He was a military man, and he had orders to kill a string of drug dealers in a foreign land. He did his duty. He hates himself for it, for doing what he deems was so right to do. Yet, his hands are bloody, so he has to pay that back somehow. “You can’t take life without giving life back,” he says, further carrying on his one way conversation.
He wants to save life, love life, give life. He has to pay back what he took from a few people. He has to save people. But he can’t save his little girl, or himself. And did I mention, he hates God?
“Susan.” The voice rings through again.
He has money, he has hobbies, he has a semblance of relationship with his kids. Except for his little girl. They have everything together, in a real way. She’s dying, but there is something he can’t understand about her. She wants to heal others; she wants to change the world by healing people of sickness. He hates the suffering, but her eyes and her hope might actually change the world one day. She has compassion, because she herself suffers. She wants to cure Aids. She’d like to cure cancer on the backstroke.
Three hours have passed. He hasn’t introduced himself; nor have I. I was hoping to stay a few feet away from becoming best friends.
“Susan.” Now, I’ve got to check this out, and see if at the same time I can stay just this side of appearing to be a fruitcake.
“What’s your little girl’s name?” I ask.
“Rachel” he says.
My heart drops. You dummy. You can’t hear God’s voice. Your CD is just skipping again – mental fritz after soulish glitch.
Now I’m in for it. “Susan,” whoever she is, won’t leave my mind. The name has been there relentlessly since the conversation began. I have no choice. If I don’t ask, I risk his loss and mine. If I don’t ask, I risk losing something more precious with God. If I ask, I may look like a lunatic if I’m wrong. If I ask, I may be convinced again that I am losing my mind again, as I seem to wonder on a weekly basis.
“Who is Susan, and what part does she have in your life?” There, I said it.
His jaw goes slack. His face whitens. He stares at me. At least ten seconds, which is a long time for a stare.

[Point-per-instance localization data]
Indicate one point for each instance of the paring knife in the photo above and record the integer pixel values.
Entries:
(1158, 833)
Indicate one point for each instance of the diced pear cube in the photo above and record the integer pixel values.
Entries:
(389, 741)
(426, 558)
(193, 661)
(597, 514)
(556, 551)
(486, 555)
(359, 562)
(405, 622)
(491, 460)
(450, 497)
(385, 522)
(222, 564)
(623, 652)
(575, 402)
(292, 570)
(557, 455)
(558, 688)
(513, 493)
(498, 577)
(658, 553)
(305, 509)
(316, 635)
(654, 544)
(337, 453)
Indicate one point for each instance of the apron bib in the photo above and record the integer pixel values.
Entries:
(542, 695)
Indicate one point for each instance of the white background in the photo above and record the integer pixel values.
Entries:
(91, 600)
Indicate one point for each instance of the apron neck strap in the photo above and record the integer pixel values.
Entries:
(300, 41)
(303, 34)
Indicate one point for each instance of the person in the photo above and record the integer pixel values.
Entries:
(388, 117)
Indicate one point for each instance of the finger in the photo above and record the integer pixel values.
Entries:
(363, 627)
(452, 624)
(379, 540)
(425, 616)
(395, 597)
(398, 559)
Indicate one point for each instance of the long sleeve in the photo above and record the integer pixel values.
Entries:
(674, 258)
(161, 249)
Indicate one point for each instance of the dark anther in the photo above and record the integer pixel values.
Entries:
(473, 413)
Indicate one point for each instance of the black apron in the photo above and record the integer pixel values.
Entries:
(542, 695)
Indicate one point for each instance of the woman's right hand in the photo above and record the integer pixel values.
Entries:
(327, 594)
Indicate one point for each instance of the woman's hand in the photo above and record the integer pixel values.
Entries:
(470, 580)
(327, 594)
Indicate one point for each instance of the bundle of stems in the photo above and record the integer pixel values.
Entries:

> **About this task**:
Answer these questions from the excerpt about the voice saying "Susan," one line each:
1. What orders did the man have as a military man?
2. Besides cancer, what does his little girl want to cure?
3. How many hours have passed when neither person has introduced themselves?

> **Task result**:
1. To kill a string of drug dealers in a foreign land.
2. Aids.
3. Three.